• [Task objective]: Continue the post below that compares romantic-comedy love stories to loyal customers, picking up right after its last sentence.

— Start Excerpt to read —

I’m an unabashed romantic in real life (and have been known to, um, know about a romcom or two). And I’d wager money that like me, you too know that pregnant moment in a particular kind of film when the lightbulb goes on for the protagonist. He has looked for love, acceptance, understanding, friendship, and maybe even higher purpose. He’s looked for the perfect person even as he’s been fixing his flaws and remaking himself. And he’s obsessed about who that perfect person might be…but can’t seem to find her (or him).

We’ve usually watched him endure heartache and make mistakes but also manage to make some small gains; typically with the help of a best friend, old friend, or new friend. And no matter what that friend looks like, she is most importantly a harmless, affable friend who cares for the main character before it’s cool or expected that anyone should. And at that fateful moment when the main character has hit some low point typically after getting what they thought they wanted, their face looks something like this:

It’s you. It was always you.

And we eat this up. This clumsy plot development device, this predictable trope that defines so many scripts on TV and on the big screen works for you even though you see it coming a mile away. Why? Because it talks to the romantic notion in all of us that you too just might be sitting on top of a treasure trove of unexplored and untold wealth in the form of a soulmate.

And guess what…you are.

Now I can’t tell you what’s going to happen in your love life, but I can tell you that somewhere inside your database of people who have given you time, energy and money, are some people that you should be scooping up and twirling around in the rain. You should be kissing them upside down in your spidey suit. You should be breaking through airport security to profess love at the gate (ok, ignore that last one).

Want to know why spending time with your “soulmate” customers matters when there are so many new customers to find? (tweet that)

Because they are the key to your business in three ways that could change how you innovate and grow in 2015.

1. Increase the potency of your brand

Stick by the ones who’ve loved you all along.

In the movies, our main character has usually been engaging in relationships for the wrong reasons or with the wrong people. The parallel for you is the users or customers in your system who are “Meh” about your offering. These Meh people take up your time and split your attention. By trying to serve them AND the people who immediately got you and what you’re trying to do, you dilute your message, your brand, and likely what your product or service does.

— End Excerpt to read —
— Start Given information —

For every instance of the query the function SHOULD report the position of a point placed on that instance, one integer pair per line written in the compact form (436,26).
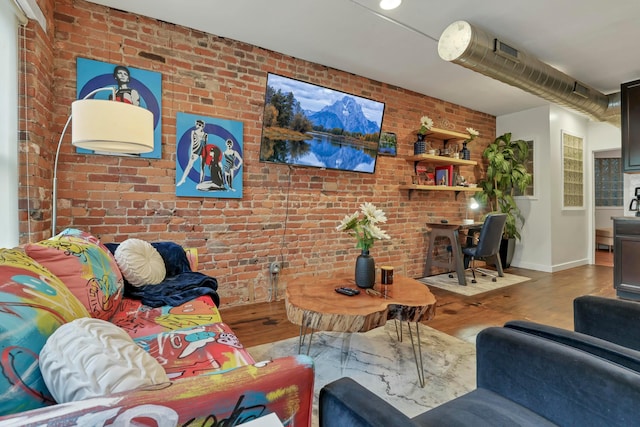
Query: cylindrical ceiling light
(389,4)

— End Given information —

• [Expected answer]:
In this world of ubiquitous screens and always on content, attention is THE scarcest resource (tweet that). By talking to, running experiments specifically targeting, and planning for the customers who loved you before you were cool, you get to understand how THEY explain your story. Find more people like them and tell the story the way THEY tell the story.

Action: Segment your customer database along usage, lifetime value (“LTV”), and behavioral characteristics (you can use a service like Simplist to pinpoint messaging to different customer segments based on who they are & what they talk about). Highly targeted messages that demonstrate some personalization (i.e. NY customers, vs SF customers, or multiple purchase customers vs cart abandon users) drive 10–15X better engagement.

2. Improve the economics of your business

Find out why people think you’re good enough…and why they don’t.

In the movies spending time with the “right” person (probably) means, among other more romantic things, spending less money dating several people. In your business’ case spending time with the right hundreds or thousands of customers (far less judgement for “dating” around when we’re talking about customers, amiright?) means lowered cost of acquisition, higher LTV and maybe a more profitable business overall.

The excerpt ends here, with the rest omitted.